● **THE PROBLEM**: Find the count of lines in the material below that include the word "blurred". State nothing but that number.
──────── DATA PROVIDED ────────
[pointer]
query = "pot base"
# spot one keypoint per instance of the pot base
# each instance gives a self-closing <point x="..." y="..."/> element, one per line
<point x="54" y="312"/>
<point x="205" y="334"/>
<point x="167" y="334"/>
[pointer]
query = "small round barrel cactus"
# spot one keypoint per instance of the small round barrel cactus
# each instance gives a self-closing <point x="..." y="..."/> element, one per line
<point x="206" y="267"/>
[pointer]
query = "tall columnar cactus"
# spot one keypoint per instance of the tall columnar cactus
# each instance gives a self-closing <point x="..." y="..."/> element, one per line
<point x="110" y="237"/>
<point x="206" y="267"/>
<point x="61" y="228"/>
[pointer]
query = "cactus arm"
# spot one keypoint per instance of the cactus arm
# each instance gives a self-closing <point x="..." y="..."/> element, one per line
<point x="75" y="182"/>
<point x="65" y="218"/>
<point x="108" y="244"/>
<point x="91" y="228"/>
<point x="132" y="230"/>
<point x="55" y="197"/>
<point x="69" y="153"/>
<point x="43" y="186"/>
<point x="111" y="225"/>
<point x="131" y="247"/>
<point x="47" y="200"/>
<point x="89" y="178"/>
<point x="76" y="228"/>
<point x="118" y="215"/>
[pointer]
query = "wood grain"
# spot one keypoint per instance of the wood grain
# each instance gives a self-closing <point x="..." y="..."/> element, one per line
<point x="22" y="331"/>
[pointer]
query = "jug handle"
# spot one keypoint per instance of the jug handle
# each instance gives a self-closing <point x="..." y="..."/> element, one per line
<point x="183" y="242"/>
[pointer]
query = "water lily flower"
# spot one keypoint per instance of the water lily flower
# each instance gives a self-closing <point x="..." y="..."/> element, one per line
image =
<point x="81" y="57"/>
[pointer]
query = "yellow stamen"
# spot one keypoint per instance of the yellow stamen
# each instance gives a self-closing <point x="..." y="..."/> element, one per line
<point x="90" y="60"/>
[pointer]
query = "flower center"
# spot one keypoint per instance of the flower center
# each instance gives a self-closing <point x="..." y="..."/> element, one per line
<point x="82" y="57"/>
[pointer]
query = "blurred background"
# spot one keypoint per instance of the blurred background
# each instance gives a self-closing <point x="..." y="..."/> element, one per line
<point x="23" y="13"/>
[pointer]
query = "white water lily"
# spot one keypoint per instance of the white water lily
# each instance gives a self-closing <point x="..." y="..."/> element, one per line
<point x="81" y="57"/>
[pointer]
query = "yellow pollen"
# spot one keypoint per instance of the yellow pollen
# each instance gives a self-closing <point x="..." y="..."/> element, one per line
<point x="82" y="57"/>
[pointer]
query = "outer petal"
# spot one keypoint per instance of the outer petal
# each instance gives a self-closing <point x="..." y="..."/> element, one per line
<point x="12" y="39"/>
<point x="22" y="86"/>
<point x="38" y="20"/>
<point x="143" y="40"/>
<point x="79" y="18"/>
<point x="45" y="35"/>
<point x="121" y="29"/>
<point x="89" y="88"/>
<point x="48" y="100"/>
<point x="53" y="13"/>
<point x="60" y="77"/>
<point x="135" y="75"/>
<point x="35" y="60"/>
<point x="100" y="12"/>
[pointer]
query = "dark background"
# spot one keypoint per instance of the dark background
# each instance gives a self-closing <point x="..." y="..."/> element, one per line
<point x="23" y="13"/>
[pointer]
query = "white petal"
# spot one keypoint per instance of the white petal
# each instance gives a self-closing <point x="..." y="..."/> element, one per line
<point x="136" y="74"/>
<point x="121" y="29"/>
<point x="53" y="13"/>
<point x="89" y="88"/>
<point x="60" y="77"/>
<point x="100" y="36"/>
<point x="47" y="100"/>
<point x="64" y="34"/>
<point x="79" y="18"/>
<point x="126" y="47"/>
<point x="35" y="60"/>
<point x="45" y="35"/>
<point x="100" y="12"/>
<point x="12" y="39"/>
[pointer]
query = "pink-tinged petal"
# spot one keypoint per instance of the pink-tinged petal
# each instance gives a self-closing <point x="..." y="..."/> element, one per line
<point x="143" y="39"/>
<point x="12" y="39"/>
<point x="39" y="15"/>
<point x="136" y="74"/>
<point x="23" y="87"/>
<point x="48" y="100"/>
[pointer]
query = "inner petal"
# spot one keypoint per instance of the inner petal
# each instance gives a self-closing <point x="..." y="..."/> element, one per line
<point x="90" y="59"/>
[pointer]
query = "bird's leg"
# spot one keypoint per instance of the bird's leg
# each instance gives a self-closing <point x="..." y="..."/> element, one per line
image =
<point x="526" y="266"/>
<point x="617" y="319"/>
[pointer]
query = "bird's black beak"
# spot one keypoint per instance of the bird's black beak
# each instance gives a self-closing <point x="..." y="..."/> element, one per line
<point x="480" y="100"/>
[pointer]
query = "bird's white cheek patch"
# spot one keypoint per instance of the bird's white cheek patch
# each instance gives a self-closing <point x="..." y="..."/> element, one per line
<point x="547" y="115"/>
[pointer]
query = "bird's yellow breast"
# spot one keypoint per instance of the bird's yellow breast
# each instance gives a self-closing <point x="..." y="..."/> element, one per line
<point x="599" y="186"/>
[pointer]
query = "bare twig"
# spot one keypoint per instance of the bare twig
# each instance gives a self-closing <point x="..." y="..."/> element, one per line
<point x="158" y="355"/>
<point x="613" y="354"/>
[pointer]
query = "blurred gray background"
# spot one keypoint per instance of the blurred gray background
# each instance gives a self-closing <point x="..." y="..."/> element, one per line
────────
● **ANSWER TO THE EXERCISE**: 4